Extracted records
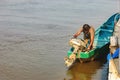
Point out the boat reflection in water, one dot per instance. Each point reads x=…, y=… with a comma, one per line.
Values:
x=94, y=70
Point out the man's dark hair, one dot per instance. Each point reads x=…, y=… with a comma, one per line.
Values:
x=86, y=27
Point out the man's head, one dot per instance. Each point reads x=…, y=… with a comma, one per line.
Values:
x=86, y=28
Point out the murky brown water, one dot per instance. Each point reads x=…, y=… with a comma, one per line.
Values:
x=34, y=37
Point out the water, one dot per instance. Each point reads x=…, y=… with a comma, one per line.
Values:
x=34, y=37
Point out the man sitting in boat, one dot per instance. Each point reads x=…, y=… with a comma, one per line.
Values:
x=89, y=34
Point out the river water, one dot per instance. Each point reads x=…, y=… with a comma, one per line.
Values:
x=34, y=37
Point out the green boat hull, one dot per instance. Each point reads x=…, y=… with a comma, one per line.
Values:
x=102, y=39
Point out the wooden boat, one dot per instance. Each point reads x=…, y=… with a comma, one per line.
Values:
x=101, y=41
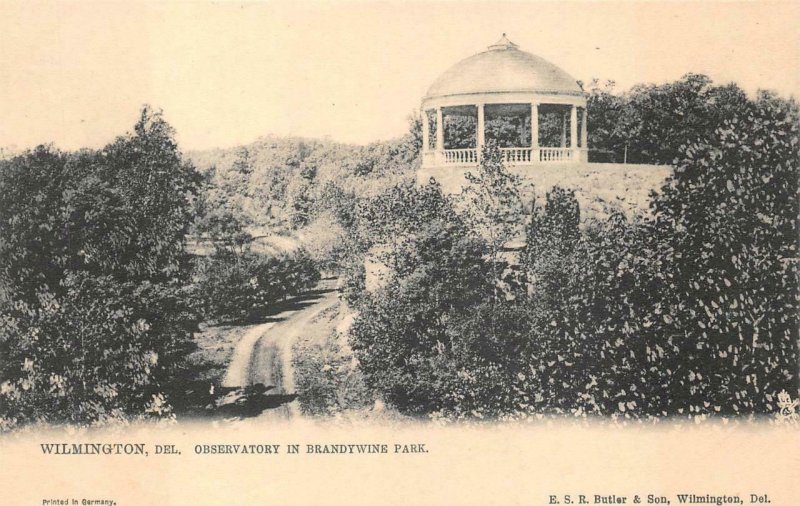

What you should do:
Transcribe all of the items above line for line, without any changes, and omit the pictures from your answer.

Finished exercise:
Point out the boat reflection in water, one dot per instance. Each point reads x=…, y=… with a comma, one per line.
Values:
x=94, y=70
Point out the man's dark hair, one dot per instance. Each point reads x=…, y=… with a comma, one per line.
Values:
x=86, y=27
Point out the man's head, one dot per instance. Each point reads x=…, y=… with a comma, one per line.
Values:
x=86, y=28
Point out the murky brown water, one dot per instance. Each point reads x=…, y=… with a comma, one per line.
Values:
x=34, y=37
Point out the water, one dot per instance. Each point reads x=…, y=… with a comma, one per line.
Values:
x=34, y=37
Point out the man sitting in boat, one dot per instance. Each point reads x=…, y=… with a comma, one per line.
Values:
x=89, y=34
Point out the river water, one dot per instance. Each point reads x=…, y=… with a comma, one per line.
Values:
x=34, y=37
Point out the green boat hull, one dot per instance. Each point reads x=…, y=… with a comma, one per line.
Values:
x=102, y=39
Point out the wooden boat, one dot per instance. Each point reads x=…, y=… with a comma, one per line.
Values:
x=101, y=41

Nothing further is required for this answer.